TASK STATEMENT: Find each line below that includes "every", then copy it.

DATA IN THIS EXERCISE:
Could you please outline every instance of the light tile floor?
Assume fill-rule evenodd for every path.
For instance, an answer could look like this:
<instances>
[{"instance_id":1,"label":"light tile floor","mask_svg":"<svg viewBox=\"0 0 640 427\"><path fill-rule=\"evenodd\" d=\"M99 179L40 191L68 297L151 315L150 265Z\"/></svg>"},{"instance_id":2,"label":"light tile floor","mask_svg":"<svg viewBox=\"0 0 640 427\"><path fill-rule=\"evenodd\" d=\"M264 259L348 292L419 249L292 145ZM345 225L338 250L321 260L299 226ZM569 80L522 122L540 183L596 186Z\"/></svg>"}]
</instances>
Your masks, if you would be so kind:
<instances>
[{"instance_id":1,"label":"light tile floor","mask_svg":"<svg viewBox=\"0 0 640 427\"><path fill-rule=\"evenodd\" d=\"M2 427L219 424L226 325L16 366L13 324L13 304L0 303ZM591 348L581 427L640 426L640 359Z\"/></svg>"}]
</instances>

OUTPUT BELOW:
Could you please outline every instance of the light tile floor?
Assume fill-rule evenodd for every path.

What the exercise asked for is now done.